Stored entries:

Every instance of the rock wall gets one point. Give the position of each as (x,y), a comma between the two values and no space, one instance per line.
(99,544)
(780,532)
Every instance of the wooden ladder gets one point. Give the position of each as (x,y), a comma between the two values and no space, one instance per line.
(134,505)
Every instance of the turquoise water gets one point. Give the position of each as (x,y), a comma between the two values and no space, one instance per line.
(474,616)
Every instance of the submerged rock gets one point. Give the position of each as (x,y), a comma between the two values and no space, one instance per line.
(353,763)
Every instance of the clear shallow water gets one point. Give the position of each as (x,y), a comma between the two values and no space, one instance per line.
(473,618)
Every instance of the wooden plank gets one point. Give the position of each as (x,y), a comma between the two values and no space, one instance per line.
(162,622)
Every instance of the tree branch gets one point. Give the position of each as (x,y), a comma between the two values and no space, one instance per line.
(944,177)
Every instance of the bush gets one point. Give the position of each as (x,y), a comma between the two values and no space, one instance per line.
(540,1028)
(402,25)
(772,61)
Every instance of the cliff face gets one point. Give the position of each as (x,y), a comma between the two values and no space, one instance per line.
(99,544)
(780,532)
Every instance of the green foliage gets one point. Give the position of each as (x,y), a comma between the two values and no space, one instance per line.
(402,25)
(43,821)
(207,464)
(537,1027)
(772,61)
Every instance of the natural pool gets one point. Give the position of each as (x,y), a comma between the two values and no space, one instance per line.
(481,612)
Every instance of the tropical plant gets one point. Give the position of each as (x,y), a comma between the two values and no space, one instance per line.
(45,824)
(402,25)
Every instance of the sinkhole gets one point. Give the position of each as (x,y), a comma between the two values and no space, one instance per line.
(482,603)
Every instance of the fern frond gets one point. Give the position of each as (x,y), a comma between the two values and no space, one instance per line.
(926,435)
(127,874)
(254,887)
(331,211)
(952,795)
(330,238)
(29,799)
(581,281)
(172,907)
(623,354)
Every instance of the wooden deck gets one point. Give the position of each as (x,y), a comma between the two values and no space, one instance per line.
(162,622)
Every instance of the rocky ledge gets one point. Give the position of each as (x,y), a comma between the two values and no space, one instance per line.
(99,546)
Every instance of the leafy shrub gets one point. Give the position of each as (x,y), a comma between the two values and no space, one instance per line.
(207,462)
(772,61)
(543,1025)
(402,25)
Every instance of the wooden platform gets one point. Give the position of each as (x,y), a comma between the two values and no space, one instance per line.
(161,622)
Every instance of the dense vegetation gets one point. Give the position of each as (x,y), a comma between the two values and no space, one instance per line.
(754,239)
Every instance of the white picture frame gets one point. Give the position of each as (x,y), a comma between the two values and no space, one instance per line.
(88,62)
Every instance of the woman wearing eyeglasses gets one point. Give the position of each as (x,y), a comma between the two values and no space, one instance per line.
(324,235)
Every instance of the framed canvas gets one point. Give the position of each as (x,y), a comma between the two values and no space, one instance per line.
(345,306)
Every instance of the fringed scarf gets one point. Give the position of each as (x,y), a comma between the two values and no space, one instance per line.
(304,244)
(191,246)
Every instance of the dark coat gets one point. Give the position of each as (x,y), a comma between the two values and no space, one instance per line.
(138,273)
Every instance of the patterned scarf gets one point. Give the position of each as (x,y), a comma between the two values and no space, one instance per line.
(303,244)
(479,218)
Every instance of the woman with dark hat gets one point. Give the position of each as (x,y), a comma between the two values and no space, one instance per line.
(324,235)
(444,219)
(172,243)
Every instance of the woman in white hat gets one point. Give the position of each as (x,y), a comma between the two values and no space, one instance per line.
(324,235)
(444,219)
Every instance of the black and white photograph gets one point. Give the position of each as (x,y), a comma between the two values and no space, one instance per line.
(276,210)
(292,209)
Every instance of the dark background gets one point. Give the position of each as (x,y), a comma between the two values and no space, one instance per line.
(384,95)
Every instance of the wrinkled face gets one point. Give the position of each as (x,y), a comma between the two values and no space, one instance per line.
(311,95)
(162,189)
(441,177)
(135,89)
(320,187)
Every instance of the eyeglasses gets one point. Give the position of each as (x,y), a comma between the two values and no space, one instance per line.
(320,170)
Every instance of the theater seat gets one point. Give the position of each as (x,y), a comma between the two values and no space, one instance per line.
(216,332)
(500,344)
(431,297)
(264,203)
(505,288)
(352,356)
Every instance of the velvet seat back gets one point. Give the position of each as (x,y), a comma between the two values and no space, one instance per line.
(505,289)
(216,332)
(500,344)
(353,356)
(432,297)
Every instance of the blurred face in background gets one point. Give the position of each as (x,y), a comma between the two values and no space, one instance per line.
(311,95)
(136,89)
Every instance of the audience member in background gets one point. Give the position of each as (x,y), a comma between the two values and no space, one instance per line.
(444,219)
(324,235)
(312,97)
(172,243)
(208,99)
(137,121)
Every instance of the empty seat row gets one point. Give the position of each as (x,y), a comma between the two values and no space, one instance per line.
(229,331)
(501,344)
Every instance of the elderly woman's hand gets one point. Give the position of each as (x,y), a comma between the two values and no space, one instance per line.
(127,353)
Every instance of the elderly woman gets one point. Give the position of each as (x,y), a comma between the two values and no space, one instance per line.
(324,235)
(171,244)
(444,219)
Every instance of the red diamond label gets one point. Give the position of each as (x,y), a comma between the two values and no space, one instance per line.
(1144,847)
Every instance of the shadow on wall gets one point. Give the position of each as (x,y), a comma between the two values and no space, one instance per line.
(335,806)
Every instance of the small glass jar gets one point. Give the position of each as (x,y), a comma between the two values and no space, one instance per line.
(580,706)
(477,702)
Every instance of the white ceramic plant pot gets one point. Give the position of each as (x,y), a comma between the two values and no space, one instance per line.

## How to complete this task
For this exercise, write out all of the data exactly.

## Task solution
Every instance of the rock wall gets one point. Give the position of each as (x,y), a comma between the two values and no space, one instance per line.
(99,544)
(780,532)
Every instance of the wooden ladder gets one point. Give the position of each as (x,y), a comma between the two values and no space, one instance per line.
(134,505)
Every instance of the turquoise water gets one point. Give the position of each as (x,y), a comma between the two values and no space, one instance per line.
(474,616)
Every instance of the submerged rock gets one point. Give the position of each as (x,y), a comma between the two values and no space, one instance per line.
(353,763)
Every instance of the clear shallow water gets one point. Give the position of each as (x,y), a comma between the two values and no space, one instance per line.
(473,618)
Every instance of the wooden plank gets one point. Give the position of each as (x,y), a comma between the two values and no space, one instance per line.
(162,622)
Every instance of the tree branch gets one point. Give the position of each as (x,y), a comma between the two values and no space, one instance per line.
(944,177)
Every instance of the bush gets one point. Give the position of each as (x,y), a comma between the two values and no space, one instance per line.
(540,1028)
(402,25)
(772,61)
Every instance of the cliff face gets one point. Give the position of each as (x,y), a comma between the two values and no space, one instance per line.
(99,544)
(780,532)
Every instance of the green foliage gets one point. Give the position of each as (x,y), a comma between the two values and no space, one instance per line.
(402,25)
(43,821)
(207,464)
(537,1027)
(772,61)
Every instance of the natural pool gets one point. Give the position of each as (x,y), a comma between the two values and no space, one instance per line.
(481,612)
Every instance of the tropical plant gets one point. Give the position of each as (x,y), a comma between the two values and no space, one instance per line.
(45,824)
(402,25)
Every instance of the sinkhole gets one point. Give the position of each as (x,y), a comma between the two values and no space, one instance per line.
(482,603)
Every instance of the fern frond gets one point. Give the position of each as (x,y), a comma between the two values and no space, one instance per line.
(926,435)
(127,874)
(254,887)
(331,211)
(952,795)
(330,238)
(29,799)
(581,281)
(172,907)
(623,354)
Every instance of the wooden deck gets one point. Give the position of each as (x,y), a comma between the two values and no space, one instance per line.
(162,622)
Every instance of the rocky ledge gets one point. Give the position of each as (x,y), a comma between the two values and no space, one instance per line.
(99,546)
Every instance of the leafy shrub gets one point. Give the position of each as (x,y), a comma between the two values and no space, one instance per line.
(207,462)
(772,61)
(543,1025)
(402,25)
Every instance of the wooden platform gets one point. Give the position of each as (x,y), a comma between the two values and no space, one instance per line.
(161,622)
Every instance of the dense vegetation gets one point. Give the position of each as (x,y), a comma between the two values and no space, one instance per line.
(754,239)
Every instance of the white picture frame gets one point. Give the position of each as (x,y), a comma between the two values and no space, one instance per line.
(88,62)
Every instance of the woman wearing eyeglasses gets one point. Give the position of each as (x,y), a comma between the two values and no space, one instance per line.
(324,235)
Every instance of the framed canvas gets one point. Give the position of each as (x,y), a comma between the two values and no space, one instance per line.
(345,306)
Every instance of the fringed scarf gets one point. Give the position of each as (x,y), a comma between the two values and no space, one instance per line.
(304,244)
(191,246)
Every instance of the dark coat gets one point. Give the position of each as (x,y), a comma between the two values and no space, one instance per line.
(138,273)
Every instance of the patterned scarf gets one point. Give the position of each as (x,y), a comma between the two values and no space, one instance per line.
(303,244)
(479,218)
Every instance of the woman with dark hat gets one point. Give the position of each as (x,y), a comma between the two values and no space, one instance per line.
(324,235)
(444,219)
(172,243)
Every instance of the woman in white hat gets one point. Give the position of each as (x,y), a comma between the two values and no space, one instance per line.
(324,235)
(444,219)
Every instance of the black and white photograph gets one point. Give the position of each as (x,y), a comma between the two values and no space, one instance per line.
(276,210)
(292,209)
Every instance of the dark background gets one point. Give the position of each as (x,y), a comma between the two values and no space, one instance per line.
(384,95)
Every instance of the wrinkled face gets one point. Give the position of each as (x,y), a comma between the two values and no space, one instance per line.
(311,95)
(162,189)
(441,177)
(135,89)
(320,187)
Every instance of the eyeglasses gets one point. Give the position of each as (x,y), a comma between the two values and no space, one instance per line.
(320,170)
Every instance of the theater seat gets one point. Give the position of each as (x,y), a comma between the two values and no space, one instance per line.
(216,332)
(500,344)
(431,297)
(264,203)
(505,288)
(352,356)
Every instance of the velvet seat back gets one point. Give the position of each as (x,y), a comma between the two values and no space, one instance per line.
(505,289)
(216,332)
(500,344)
(353,356)
(432,297)
Every instance of the blurred face in background gets one point. Give the position of each as (x,y), a comma between the two values and no space, one instance per line.
(311,95)
(136,89)
Every instance of the audience member in background gets one point. Give the position of each as (x,y), a comma between the two values and no space, one instance per line.
(444,219)
(324,235)
(312,97)
(172,243)
(208,99)
(137,121)
Every instance of the empty seat row gets one point. Give the position of each as (x,y), a comma between the two values and no space, one instance per line.
(229,331)
(501,344)
Every instance of the elderly woman's hand gets one point. Give the position of each as (x,y), a comma between the two values and no space, one instance per line.
(127,353)
Every instance of the elderly woman gets one point. Give the position of each as (x,y), a comma between the two values and no space, one instance per line.
(324,235)
(171,244)
(444,219)
Every instance of the red diamond label gets one point. Give the position of each as (x,y), a comma between the two values and no space, one instance per line.
(1144,847)
Every instance of the shadow on wall gets one point. Give the position of each as (x,y), a comma between the two values and no space, one instance per line.
(335,806)
Every instance of the small glass jar gets one point. Give the position of each as (x,y), a comma between the two values and no space, one instance per line.
(580,706)
(477,702)
Every instance of the white ceramic plant pot gets one point. Give the position of each as (x,y), a comma between the two values and no space, one instance per line.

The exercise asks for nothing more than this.